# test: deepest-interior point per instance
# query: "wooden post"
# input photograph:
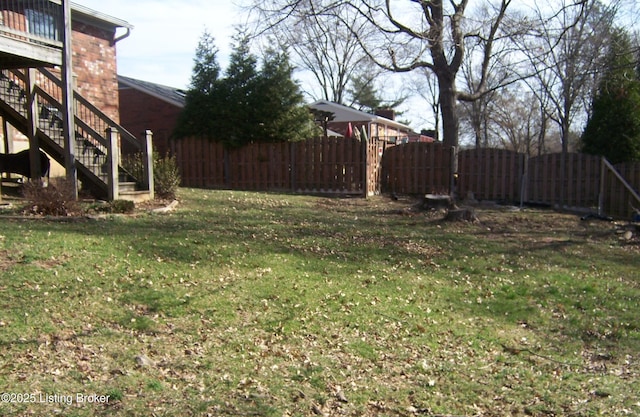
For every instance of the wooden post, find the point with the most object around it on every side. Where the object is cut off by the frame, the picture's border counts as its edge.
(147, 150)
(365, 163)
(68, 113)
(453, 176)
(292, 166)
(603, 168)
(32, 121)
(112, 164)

·····

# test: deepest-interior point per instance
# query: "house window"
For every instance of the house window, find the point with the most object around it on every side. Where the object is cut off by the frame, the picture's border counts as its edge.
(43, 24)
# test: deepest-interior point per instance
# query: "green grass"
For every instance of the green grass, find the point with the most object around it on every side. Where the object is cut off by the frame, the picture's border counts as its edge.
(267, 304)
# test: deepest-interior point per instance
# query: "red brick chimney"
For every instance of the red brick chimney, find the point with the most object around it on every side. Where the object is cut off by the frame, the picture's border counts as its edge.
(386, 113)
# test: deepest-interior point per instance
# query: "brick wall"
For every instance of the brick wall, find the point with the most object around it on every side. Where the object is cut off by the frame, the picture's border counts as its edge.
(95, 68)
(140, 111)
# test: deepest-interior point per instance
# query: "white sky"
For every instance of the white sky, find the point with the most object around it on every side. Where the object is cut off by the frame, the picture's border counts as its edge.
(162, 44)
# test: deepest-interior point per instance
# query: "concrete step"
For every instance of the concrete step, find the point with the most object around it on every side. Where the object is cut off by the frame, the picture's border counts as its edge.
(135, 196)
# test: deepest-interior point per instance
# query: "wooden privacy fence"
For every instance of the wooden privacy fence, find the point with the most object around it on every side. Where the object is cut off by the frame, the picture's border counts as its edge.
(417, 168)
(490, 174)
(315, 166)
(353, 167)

·····

Goal. Count the lines in the records above that contain the string "Where", with case counting. Reply with the number alone.

Right answer. 8